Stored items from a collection

::::::

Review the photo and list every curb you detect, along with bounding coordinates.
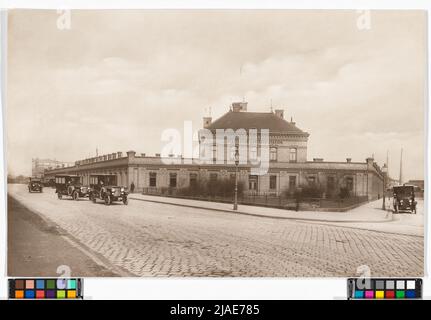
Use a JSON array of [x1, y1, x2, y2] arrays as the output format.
[[129, 197, 392, 223]]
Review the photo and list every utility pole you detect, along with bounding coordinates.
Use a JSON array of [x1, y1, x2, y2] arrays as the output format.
[[399, 148, 403, 186]]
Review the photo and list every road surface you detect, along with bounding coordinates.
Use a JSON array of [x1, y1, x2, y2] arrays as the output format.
[[8, 185, 424, 277]]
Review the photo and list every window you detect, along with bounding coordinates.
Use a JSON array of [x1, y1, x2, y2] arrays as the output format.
[[289, 148, 297, 162], [169, 173, 177, 188], [346, 177, 353, 191], [326, 177, 335, 191], [190, 173, 198, 187], [213, 145, 217, 160], [269, 176, 277, 190], [210, 173, 217, 182], [269, 147, 277, 161], [249, 146, 257, 160], [289, 176, 296, 190], [307, 176, 316, 187], [248, 176, 257, 191], [150, 172, 157, 187]]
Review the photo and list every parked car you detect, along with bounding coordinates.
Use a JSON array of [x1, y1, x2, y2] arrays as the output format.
[[55, 174, 89, 200], [28, 177, 43, 193], [393, 185, 417, 213], [89, 174, 128, 206]]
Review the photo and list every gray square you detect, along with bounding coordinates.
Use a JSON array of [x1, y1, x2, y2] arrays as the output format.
[[386, 280, 395, 289], [397, 280, 405, 290], [376, 280, 385, 290]]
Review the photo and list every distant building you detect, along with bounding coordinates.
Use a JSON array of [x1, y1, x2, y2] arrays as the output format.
[[31, 158, 73, 178], [45, 102, 383, 200], [406, 180, 425, 190]]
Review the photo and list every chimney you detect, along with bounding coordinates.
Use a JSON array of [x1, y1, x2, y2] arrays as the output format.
[[127, 150, 136, 158], [232, 102, 248, 112], [203, 117, 212, 129], [275, 109, 284, 119]]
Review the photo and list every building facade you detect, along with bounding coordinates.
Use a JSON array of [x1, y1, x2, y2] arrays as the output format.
[[31, 158, 74, 178], [44, 102, 383, 200]]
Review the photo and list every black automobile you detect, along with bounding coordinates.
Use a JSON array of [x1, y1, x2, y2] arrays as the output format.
[[55, 174, 89, 200], [393, 185, 417, 213], [28, 178, 43, 193], [89, 174, 129, 206]]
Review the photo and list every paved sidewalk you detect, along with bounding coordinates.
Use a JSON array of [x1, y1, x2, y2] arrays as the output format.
[[129, 193, 392, 223]]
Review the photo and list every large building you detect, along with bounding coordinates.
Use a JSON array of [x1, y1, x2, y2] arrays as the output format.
[[45, 102, 383, 200], [31, 158, 73, 178]]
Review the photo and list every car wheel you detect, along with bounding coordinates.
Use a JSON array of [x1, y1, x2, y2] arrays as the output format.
[[105, 194, 111, 206]]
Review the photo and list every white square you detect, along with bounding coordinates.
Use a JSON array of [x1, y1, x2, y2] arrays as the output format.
[[397, 280, 405, 290], [407, 280, 415, 290]]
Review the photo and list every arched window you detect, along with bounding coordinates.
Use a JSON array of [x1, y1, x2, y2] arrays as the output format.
[[269, 147, 277, 161], [289, 148, 297, 162]]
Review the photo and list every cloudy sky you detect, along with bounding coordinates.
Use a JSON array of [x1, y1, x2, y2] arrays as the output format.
[[6, 10, 426, 179]]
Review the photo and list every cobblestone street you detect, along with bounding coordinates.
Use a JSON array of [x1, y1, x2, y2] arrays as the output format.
[[8, 185, 424, 277]]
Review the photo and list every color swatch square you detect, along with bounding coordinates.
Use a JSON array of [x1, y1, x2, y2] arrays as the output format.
[[406, 290, 416, 299], [46, 290, 56, 299], [407, 280, 416, 290], [15, 290, 24, 299], [36, 280, 45, 289], [25, 280, 34, 289], [46, 279, 55, 289], [67, 279, 76, 290]]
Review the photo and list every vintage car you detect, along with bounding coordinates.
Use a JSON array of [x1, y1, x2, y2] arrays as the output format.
[[393, 185, 417, 213], [89, 174, 128, 206], [28, 178, 43, 192], [55, 174, 89, 200]]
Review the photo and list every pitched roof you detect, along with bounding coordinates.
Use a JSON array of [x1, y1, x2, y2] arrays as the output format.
[[207, 111, 308, 135]]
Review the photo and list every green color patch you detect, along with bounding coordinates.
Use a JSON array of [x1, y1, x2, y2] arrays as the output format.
[[46, 279, 55, 289]]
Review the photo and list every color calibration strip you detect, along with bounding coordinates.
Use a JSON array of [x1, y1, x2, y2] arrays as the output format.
[[347, 278, 422, 300], [9, 278, 83, 299]]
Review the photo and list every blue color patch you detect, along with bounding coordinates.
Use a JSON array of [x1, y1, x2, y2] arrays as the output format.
[[36, 280, 45, 289]]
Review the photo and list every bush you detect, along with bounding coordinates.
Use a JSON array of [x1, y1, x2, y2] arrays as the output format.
[[338, 187, 350, 199], [177, 179, 244, 197]]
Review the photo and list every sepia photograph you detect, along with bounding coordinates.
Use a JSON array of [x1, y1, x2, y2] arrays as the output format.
[[3, 9, 428, 277]]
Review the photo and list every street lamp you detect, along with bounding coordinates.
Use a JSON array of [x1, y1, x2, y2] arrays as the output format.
[[382, 163, 388, 210], [233, 145, 239, 210]]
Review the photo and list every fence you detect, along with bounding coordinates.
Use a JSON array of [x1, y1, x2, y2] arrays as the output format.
[[142, 187, 368, 210]]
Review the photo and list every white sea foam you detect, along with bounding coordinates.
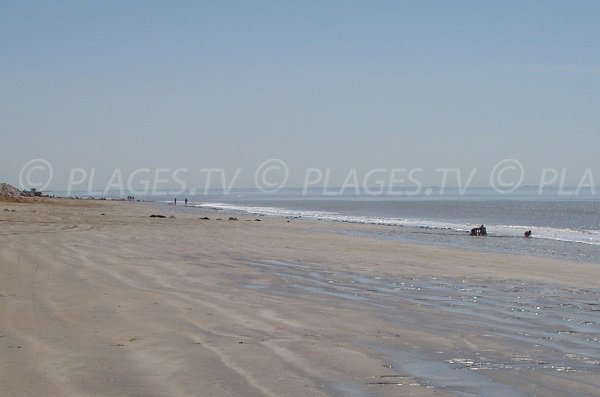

::::::

**CHALLENGE:** Show every line of the material above that contains the word "white". Case matters.

**RESULT OF THE TASK:**
Review the photo and list every white square you detect, along with bounding coordinates.
Review the photo and list every white sea foam you detect, along with bounding coordinates.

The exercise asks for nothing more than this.